(YOUR GOAL) Each line below is to be repeated exactly; any picture is to be left out.

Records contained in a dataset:
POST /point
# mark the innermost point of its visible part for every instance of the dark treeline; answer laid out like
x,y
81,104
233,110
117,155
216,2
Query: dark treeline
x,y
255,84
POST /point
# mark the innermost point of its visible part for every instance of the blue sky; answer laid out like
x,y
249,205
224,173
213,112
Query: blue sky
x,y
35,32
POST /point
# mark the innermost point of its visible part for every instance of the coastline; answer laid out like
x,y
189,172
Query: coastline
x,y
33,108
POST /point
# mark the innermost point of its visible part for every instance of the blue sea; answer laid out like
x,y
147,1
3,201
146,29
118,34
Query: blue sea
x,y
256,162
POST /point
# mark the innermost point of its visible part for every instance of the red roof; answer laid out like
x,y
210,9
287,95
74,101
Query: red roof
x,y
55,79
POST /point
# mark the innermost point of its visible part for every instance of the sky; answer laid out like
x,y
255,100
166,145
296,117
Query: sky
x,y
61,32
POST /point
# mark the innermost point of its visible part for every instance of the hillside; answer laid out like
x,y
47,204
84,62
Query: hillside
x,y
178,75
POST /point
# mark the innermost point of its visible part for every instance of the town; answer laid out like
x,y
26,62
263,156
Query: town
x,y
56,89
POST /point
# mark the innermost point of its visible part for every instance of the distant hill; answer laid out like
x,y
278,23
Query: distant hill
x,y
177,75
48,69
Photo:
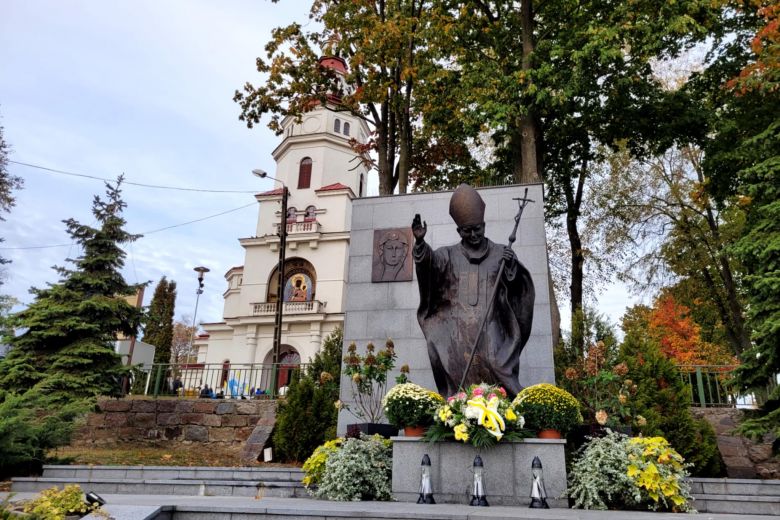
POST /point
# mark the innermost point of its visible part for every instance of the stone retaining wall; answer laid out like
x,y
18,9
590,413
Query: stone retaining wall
x,y
184,420
743,457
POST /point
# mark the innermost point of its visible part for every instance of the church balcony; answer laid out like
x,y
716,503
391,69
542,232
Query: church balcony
x,y
305,226
269,308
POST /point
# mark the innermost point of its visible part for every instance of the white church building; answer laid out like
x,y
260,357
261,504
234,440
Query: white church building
x,y
323,173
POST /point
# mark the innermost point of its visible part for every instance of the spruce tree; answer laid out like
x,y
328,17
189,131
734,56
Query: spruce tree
x,y
307,417
159,320
67,347
663,399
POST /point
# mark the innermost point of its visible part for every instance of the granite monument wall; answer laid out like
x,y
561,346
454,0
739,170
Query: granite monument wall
x,y
375,311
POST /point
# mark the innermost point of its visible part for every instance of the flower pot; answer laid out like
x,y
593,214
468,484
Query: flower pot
x,y
385,430
414,431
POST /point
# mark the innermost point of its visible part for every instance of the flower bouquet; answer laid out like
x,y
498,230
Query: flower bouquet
x,y
547,407
481,416
408,404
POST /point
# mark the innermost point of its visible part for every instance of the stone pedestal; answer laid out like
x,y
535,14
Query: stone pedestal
x,y
507,470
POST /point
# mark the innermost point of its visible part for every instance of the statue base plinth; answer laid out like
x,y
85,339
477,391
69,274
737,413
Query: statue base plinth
x,y
507,470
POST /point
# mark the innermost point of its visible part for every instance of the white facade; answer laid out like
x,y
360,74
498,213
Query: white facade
x,y
318,227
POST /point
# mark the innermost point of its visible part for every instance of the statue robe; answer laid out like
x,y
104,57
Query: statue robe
x,y
455,284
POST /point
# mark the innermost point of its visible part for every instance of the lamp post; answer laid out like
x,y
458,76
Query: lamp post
x,y
201,274
277,346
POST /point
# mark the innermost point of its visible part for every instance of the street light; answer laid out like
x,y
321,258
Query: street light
x,y
201,274
277,347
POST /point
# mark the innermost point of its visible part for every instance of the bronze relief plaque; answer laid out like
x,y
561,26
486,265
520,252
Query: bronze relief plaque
x,y
392,256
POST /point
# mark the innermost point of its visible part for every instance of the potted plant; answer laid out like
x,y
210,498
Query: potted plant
x,y
411,407
368,380
550,410
480,416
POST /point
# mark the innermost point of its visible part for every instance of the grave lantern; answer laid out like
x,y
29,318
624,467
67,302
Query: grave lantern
x,y
478,493
538,493
426,490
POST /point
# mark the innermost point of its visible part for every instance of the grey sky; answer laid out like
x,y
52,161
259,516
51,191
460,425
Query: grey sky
x,y
145,88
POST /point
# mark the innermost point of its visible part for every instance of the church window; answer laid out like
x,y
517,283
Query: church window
x,y
304,174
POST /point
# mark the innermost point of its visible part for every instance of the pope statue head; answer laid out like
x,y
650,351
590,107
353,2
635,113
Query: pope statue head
x,y
467,209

(TASK RESPONSE)
POST /point
# mark the innermost point of its visible part for every instance of the dark treeline; answer laid out like
x,y
81,104
233,110
117,155
216,2
Query: dark treeline
x,y
255,84
POST /point
# mark the innermost point of its visible part for every instance of the blue sky; answer laid out like
x,y
249,205
224,173
213,112
Query: blue sky
x,y
35,32
POST /point
# mark the innermost point of its visible part for every instance of the coastline; answer laid out like
x,y
189,172
Query: coastline
x,y
33,108
POST /point
# mark the innermost point of its visible part for every instance of the blue sea; answer laid out like
x,y
147,1
3,201
146,29
118,34
Query: blue sea
x,y
256,162
POST /point
# mark the innermost point of its visible part for every instance of the red roof; answer laid out like
x,y
210,9
287,95
74,101
Query: red roof
x,y
55,79
POST /point
# mark the innermost point of its visible part for every instance of the sky; answer laid out like
x,y
255,100
166,145
296,117
Query: sky
x,y
61,32
POST /point
# mark the innermost point of its visible part for every instance of the hillside; answer laid out like
x,y
47,204
84,62
Query: hillside
x,y
178,75
POST /point
# mark the innermost point of its visible part for every instance of the town; answer laid out like
x,y
26,62
263,156
Query: town
x,y
56,89
POST /point
# mark the innermost point of its visible part for every instance of the distant hill; answer laid out like
x,y
278,23
Query: distant hill
x,y
177,75
48,69
Photo:
POST /point
# mark the innermost point of its visible part for every instance of the stone retaining wall; answer laid out like
x,y
18,9
590,413
Query: stone retaining wall
x,y
184,420
743,457
POST /point
# mark the innermost point of its visible part for every instance of the church balcony; answer laid out like
x,y
716,503
391,69
542,232
Query: church balcony
x,y
305,226
269,308
POST /point
# mark the innermost point of its visible part for every instance of the white church building; answer laid out like
x,y
260,357
261,504
234,440
Query: white church building
x,y
323,173
POST /point
# mark the innermost point of its visible part for every instance of the spruce tree; answer laid out like
x,y
328,17
189,131
734,56
Query: spruce tree
x,y
307,417
159,320
67,347
663,399
POST /point
# mark the innermost point of its visible part for every instance of the granite monument wall; answer laid out like
x,y
561,346
454,0
739,170
Query: granite monument wall
x,y
375,311
POST /point
# mark the innermost point of its visible part for every instance of the flower pot; answer laid out like
x,y
593,214
468,484
Query: flower pot
x,y
385,430
414,431
POST /point
# mark the innermost point of its visible part for every instance of the flower bouquet; answer laid out like
x,y
498,230
Query: flower bouquet
x,y
547,407
481,416
408,404
POST /point
# mark the innermost point of its visible part for every instance of the stone pedestal; answer laid out like
x,y
535,14
Query: stone pedestal
x,y
507,470
POST /point
# mark the innermost point of its visible part for every instance of the statue base plinth; answer laid out like
x,y
85,339
477,391
69,274
737,413
Query: statue base plinth
x,y
507,470
POST /point
# mark the innermost point of its visible part for every instance of the white facade; answer laid out like
x,y
360,74
498,213
Query: white facade
x,y
318,227
POST /point
# mark the innermost point of its visible part for every instance of the statue robe; answer laid out like
x,y
104,57
Query: statue robe
x,y
455,284
POST /point
# mark the innermost point of its visible part for every instance of the lamp post; answer laid out like
x,y
458,76
Query: lamp post
x,y
201,274
277,346
POST /point
# mark the innermost point of its visible part for every instance of the street light; answer laid out like
x,y
321,258
Query: street light
x,y
201,274
277,347
POST /point
# mark the innermost point of its visible part for every instance of the bronze relief plaque; answer laid out like
x,y
561,26
486,265
520,252
Query: bronze relief plaque
x,y
392,256
POST /point
# mark the innermost point of its visible part for every instance of the potted plant; answer laid out like
x,y
210,498
Query: potted plant
x,y
411,407
368,380
550,410
480,416
POST /point
# mark the innermost point of its visible part for every instance of the grave lantern; answer laid out like
x,y
29,318
624,467
67,302
Query: grave lantern
x,y
478,493
538,493
426,490
POST /point
# mark the innermost point of its visible part for every instance of the grey sky; answer laid out like
x,y
52,161
259,516
51,191
460,425
Query: grey sky
x,y
145,88
POST /point
# mark the innermost point of its visible part for every instance of the church window; answer laid out like
x,y
517,283
Query: church window
x,y
304,174
POST /point
# mark the innermost point of its visible part for every instance of the pope statue head; answer laid out like
x,y
650,351
590,107
353,2
635,113
Query: pope statue head
x,y
467,209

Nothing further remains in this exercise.